*** Opening of Data records ***
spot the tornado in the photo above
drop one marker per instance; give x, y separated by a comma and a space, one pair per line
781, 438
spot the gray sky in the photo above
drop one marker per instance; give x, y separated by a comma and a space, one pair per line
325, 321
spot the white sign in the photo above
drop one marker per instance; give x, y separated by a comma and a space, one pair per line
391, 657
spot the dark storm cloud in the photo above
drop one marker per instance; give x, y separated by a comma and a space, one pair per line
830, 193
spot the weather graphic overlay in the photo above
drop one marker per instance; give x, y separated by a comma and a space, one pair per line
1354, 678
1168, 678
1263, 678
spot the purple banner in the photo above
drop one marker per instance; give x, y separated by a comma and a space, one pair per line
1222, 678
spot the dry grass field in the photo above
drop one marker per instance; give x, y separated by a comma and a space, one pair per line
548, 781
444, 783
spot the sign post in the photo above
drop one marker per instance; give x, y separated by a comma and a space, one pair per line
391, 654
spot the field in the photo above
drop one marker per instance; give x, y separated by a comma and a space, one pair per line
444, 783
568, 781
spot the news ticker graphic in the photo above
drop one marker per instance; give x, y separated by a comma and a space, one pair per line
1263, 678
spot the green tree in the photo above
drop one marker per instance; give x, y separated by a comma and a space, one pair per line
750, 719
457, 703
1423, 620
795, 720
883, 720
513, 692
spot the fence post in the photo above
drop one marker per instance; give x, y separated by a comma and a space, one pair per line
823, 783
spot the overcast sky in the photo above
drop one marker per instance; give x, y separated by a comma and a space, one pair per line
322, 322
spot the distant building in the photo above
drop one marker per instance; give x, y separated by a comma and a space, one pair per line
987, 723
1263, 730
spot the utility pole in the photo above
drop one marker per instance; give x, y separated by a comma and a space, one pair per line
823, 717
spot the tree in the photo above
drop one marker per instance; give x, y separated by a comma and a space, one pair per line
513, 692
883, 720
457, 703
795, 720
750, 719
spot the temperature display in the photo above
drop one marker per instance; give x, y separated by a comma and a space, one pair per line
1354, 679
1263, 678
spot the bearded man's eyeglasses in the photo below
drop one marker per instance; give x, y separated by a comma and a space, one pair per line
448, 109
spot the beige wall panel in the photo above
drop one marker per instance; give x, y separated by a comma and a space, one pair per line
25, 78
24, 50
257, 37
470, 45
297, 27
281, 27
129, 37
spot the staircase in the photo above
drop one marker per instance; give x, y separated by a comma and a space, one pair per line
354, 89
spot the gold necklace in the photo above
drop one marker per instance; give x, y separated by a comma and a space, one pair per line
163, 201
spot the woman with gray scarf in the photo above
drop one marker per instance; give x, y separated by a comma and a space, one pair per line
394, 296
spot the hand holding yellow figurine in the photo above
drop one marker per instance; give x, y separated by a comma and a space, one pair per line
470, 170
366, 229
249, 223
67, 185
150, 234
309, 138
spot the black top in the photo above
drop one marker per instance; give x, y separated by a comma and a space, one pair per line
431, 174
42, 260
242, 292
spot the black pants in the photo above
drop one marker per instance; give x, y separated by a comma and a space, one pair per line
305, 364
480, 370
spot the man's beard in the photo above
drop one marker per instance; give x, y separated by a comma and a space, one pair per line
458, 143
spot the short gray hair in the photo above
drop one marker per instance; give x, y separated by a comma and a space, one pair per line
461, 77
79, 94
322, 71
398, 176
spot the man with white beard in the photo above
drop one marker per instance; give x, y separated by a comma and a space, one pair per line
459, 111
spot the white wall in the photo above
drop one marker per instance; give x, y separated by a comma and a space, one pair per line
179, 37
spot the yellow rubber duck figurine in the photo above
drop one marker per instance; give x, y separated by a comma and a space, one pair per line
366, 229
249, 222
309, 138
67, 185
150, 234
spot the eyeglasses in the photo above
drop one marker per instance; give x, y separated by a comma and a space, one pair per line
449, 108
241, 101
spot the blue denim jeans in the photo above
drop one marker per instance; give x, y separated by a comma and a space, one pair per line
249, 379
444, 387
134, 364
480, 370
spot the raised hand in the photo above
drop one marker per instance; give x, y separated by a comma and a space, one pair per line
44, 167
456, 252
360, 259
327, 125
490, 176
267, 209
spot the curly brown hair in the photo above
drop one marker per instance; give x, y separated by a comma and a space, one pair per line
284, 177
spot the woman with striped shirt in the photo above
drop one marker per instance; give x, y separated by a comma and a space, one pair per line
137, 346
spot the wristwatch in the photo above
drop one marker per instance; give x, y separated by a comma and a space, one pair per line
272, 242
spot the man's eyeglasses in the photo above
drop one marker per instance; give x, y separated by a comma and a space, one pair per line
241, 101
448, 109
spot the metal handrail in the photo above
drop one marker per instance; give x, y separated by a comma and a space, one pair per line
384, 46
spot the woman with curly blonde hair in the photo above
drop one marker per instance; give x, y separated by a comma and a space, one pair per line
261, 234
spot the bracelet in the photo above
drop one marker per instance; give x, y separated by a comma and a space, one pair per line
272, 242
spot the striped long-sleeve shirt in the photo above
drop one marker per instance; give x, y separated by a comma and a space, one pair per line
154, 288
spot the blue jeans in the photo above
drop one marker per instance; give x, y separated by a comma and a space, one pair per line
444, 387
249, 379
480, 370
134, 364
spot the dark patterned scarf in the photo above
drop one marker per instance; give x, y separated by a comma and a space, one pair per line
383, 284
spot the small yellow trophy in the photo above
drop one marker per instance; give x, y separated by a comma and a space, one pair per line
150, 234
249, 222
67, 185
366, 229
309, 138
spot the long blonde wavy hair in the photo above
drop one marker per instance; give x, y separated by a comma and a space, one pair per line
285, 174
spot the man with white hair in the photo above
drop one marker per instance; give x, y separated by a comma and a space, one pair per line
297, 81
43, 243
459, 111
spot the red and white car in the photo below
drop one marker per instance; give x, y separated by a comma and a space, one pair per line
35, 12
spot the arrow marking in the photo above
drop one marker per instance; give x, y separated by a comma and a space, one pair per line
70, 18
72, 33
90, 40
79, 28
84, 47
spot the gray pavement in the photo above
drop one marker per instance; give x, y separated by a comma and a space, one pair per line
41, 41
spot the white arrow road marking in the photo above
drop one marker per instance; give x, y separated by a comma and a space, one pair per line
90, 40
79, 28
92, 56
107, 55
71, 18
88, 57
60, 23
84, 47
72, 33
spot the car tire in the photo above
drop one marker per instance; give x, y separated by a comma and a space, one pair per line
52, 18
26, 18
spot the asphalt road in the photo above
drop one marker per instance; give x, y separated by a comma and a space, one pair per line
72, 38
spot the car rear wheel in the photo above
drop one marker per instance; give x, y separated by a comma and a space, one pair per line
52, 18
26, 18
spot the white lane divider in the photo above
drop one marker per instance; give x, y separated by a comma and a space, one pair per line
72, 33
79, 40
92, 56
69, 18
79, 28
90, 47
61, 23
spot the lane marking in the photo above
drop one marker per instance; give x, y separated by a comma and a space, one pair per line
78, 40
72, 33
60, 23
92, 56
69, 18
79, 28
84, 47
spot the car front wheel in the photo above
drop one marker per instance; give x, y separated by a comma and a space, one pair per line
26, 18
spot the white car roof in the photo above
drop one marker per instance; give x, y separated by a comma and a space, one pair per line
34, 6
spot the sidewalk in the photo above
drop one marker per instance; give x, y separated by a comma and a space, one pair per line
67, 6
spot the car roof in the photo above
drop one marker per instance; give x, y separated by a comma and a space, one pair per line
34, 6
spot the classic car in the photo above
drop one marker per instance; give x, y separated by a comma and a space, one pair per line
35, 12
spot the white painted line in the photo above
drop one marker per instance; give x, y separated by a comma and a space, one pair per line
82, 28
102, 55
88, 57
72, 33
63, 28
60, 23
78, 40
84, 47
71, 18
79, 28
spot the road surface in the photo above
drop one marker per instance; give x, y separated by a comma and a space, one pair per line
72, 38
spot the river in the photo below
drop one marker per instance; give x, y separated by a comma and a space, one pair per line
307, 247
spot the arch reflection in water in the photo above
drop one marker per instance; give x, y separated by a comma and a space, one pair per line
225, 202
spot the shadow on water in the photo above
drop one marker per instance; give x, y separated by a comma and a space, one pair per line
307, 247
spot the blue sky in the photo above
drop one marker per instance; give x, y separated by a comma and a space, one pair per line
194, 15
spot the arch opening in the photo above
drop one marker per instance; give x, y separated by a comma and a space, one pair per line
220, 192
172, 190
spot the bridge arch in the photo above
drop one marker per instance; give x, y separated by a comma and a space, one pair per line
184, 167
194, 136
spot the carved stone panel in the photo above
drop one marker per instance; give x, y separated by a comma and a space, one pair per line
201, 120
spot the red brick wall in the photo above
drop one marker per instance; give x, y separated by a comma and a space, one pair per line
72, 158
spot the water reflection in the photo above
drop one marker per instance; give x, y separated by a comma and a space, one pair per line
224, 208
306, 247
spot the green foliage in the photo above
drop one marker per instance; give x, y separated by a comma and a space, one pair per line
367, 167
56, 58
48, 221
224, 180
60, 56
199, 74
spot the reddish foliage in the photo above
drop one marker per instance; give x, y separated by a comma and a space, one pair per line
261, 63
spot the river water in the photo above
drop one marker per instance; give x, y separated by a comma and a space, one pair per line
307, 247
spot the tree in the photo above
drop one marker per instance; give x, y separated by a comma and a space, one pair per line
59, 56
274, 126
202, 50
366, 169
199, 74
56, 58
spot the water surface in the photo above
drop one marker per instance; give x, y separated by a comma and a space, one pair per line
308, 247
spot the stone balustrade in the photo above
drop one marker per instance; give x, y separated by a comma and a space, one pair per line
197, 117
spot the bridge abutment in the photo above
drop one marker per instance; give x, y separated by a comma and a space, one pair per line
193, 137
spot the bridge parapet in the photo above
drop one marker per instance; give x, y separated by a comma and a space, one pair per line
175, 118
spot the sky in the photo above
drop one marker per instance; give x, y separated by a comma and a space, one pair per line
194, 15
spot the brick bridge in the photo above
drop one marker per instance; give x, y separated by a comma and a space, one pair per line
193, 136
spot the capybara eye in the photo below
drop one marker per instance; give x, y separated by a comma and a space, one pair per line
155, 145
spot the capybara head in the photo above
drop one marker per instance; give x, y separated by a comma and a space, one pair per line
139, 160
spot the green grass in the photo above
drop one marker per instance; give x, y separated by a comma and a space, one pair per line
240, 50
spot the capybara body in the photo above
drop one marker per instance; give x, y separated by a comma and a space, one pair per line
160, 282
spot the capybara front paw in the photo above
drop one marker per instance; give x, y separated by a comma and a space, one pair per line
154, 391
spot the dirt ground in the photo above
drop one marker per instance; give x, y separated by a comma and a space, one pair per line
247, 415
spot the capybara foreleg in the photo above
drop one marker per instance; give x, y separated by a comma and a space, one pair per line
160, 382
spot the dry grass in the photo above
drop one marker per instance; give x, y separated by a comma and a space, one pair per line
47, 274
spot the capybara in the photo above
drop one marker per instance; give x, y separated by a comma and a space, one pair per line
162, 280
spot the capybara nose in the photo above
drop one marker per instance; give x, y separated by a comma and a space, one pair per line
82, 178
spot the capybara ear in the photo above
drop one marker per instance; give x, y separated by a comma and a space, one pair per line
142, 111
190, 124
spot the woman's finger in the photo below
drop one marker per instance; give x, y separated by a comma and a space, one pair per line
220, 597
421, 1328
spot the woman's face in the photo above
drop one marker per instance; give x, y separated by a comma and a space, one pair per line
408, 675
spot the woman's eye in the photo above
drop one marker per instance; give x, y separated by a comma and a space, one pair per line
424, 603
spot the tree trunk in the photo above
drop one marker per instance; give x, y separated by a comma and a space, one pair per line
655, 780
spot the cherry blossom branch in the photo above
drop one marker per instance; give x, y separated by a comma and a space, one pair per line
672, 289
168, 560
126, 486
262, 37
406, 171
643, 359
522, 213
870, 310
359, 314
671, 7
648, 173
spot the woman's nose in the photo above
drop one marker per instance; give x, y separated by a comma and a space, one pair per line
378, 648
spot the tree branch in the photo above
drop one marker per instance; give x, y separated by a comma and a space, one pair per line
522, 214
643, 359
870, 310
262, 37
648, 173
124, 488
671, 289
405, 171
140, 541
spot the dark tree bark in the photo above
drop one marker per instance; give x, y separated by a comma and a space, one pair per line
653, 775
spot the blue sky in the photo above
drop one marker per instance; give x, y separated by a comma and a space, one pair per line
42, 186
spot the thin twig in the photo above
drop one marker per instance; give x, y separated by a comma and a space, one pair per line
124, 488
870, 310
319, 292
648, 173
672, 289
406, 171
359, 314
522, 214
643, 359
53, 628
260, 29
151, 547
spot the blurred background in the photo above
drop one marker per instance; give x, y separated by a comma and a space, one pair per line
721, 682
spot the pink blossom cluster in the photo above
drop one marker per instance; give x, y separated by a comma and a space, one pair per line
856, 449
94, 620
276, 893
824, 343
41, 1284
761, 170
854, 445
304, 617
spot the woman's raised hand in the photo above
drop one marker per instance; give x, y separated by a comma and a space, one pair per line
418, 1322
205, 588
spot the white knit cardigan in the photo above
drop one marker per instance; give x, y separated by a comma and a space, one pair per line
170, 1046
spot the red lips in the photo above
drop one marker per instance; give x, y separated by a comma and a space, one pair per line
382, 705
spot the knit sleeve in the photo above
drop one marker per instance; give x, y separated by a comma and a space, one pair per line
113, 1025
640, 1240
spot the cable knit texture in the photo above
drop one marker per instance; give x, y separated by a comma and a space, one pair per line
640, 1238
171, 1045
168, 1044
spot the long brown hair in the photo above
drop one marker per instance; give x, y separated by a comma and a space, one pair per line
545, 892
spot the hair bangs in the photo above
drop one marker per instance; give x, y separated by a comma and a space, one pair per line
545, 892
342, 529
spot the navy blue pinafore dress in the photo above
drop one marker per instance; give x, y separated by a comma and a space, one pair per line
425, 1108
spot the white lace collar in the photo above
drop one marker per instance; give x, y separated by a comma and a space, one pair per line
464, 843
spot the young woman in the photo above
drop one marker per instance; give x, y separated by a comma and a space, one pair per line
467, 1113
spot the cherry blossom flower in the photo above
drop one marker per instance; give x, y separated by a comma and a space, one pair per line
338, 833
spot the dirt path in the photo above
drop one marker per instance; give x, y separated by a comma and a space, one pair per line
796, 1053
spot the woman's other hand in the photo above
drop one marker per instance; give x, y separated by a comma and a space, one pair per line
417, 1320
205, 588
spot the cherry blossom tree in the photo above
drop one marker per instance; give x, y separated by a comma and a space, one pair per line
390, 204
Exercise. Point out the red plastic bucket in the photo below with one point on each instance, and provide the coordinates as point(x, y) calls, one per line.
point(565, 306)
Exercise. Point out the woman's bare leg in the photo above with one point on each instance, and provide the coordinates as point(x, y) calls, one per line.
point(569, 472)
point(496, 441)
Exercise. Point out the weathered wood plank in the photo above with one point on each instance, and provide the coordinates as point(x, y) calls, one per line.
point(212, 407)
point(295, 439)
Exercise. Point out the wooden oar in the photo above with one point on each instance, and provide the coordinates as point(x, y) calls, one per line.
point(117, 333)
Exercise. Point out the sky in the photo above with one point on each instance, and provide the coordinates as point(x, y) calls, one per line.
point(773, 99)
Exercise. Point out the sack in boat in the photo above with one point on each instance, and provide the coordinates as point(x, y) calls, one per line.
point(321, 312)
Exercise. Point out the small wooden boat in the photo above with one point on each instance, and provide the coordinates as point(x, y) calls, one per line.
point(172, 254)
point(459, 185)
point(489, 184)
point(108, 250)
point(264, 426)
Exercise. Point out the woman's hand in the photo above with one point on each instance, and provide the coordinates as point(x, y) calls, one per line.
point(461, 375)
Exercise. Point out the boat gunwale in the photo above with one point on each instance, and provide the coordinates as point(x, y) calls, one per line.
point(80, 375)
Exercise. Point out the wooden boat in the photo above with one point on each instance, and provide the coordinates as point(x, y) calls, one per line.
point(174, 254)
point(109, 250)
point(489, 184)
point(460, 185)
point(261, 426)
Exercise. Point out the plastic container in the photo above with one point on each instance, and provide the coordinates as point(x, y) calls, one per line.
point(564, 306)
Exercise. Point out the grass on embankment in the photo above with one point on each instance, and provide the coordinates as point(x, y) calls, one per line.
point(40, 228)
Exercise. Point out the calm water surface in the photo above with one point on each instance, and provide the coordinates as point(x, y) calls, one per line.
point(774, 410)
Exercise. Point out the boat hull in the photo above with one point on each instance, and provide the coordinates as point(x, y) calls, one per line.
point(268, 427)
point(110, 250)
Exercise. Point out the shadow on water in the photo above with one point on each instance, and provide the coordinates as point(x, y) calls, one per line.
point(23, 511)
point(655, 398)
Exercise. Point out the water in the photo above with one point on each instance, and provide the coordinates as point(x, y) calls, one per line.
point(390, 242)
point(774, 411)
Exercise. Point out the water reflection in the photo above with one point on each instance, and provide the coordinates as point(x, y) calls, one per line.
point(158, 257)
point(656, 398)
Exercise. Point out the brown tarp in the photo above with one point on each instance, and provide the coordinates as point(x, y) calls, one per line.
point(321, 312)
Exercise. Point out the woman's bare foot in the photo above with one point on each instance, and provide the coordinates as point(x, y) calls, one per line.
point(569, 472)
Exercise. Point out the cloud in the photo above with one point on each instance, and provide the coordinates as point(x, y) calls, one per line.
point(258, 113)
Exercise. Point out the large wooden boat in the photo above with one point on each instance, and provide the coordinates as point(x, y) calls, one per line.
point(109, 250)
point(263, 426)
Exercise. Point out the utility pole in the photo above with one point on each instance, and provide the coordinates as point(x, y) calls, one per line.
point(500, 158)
*** Close of Data records ***
● What you are asked to do:
Could you repeat exactly the lines above from the line with "spot the news" up to and including the line with "spot the distant building in the photo above", and only those?

● Response box:
spot the news ticker graphic in the photo above
drop one marker per instance; give x, y separated by a comma and a space, one pair per line
1263, 678
spot the green tree in the photo above
drop one marker per instance; give x, y separated by a comma and a space, one pair per line
750, 719
457, 703
1423, 620
795, 720
883, 720
513, 692
spot the fence post in the photo above
drop one marker per instance; give x, y separated by a comma and a space, one pair per line
823, 783
spot the overcast sky in the photo above
drop one marker per instance; give x, y separated by a comma and a space, one pair per line
322, 322
spot the distant building in the photo above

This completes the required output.